◆ **Source document**:

In a new report, the US Fish and Wildlife Service (FWS) estimates that as many as 2,117 desert tortoise eggs, juveniles and adults live in the path of two huge photovoltaic farms to be constructed by First Solar in the California desert near Las Vegas. “We expect that many of the small desert tortoises and eggs within the boundaries of the solar facilities are likely to be killed or injured during construction, although the applicants would likely find some small animals and translocate them” states the FWS. The tortoise is listed as threatened under the federal and California endangered species acts.

The 300-megawatt (MW) Stateline and the 250-MW Silver State South power plants are to be built on 4,039 acres of federal land of adjacent to another huge Mojave Desert solar project, BrightSource Energy’s 370-MW Ivanpah solar complex. Biologists found and relocated 173 tortoises on the Ivanpah site but the FWS concluded that construction would “harass”—to the point of death—2,325 juveniles living within a two-mile (3.2 kilometer) radius of the project.

Desert tortoise populations have been declining for decades due to human development of their habitat. The report noted that young tortoises in particular have been disappearing, which does not bode well for the future.

“Some of the most apparent threats to the desert tortoise are those that result in mortality and permanent habitat loss across large areas, such as urbanization and large-scale renewable energy projects,” the report states. “However, we remain unable to quantify how threats affect desert tortoise populations.”

[Records taken from a collection]
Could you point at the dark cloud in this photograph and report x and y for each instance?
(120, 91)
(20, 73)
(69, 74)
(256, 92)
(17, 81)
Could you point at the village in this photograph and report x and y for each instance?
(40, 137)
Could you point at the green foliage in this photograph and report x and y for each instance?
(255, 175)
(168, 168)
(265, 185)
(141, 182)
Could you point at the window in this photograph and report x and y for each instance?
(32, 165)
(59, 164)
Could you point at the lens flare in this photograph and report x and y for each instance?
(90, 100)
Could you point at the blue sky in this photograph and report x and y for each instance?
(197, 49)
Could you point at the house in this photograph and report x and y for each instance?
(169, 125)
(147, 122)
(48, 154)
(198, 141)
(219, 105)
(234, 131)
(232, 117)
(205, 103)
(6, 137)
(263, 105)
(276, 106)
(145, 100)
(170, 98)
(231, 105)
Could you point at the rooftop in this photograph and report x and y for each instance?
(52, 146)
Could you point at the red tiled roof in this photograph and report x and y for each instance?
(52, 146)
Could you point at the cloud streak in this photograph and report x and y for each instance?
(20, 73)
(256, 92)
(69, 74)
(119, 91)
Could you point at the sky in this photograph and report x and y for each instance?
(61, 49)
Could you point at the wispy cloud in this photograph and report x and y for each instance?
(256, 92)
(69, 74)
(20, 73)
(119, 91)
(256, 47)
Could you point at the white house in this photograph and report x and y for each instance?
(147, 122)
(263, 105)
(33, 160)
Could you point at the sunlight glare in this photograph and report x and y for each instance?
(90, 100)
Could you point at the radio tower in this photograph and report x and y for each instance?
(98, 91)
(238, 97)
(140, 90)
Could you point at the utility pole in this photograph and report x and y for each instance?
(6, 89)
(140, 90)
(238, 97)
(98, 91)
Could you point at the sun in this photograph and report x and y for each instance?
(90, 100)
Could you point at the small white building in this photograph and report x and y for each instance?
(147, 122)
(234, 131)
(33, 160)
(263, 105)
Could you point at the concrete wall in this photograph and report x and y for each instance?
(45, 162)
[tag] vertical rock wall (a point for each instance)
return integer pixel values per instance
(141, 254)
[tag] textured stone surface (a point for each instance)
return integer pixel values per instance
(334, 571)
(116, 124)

◆ **Exercise requirements**:
**A)** According to the report on desert tortoises and the solar farms, how many acres of federal land will the Stateline and Silver State South power plants be built on?
**B)** Write the next few sentences of the desert tortoise report text, picking up after its final quoted sentence.
None of the records are needed for the tasks.

◆ **Results by task**:
**A)** They will be built on 4,039 acres of federal land.

**B)**
Another worry: The new solar projects in combination with other non-solar development in the area would further isolate the surviving desert tortoises, cutting off the corridors that allow them to meet and mate with other tortoises and expand their numbers.

The good news is the FWS determined that the new solar projects doesn’t risk wiping out the tortoises from the area; they are estimated to affect 94 adult tortoises, or 2% of the animals in the surrounding Ivanpah Valley.

But take those numbers with a big grain of salt. When desert tortoise surveys were done before construction began on the $2 billion Ivanpah solar power plant in 2010, biologists predicted there were, at most, 32 of the critters there. As the bulldozers began rolling, they kept finding more tortoises, eventually estimating there to be as many as 162 adults and 608 juveniles roaming the site.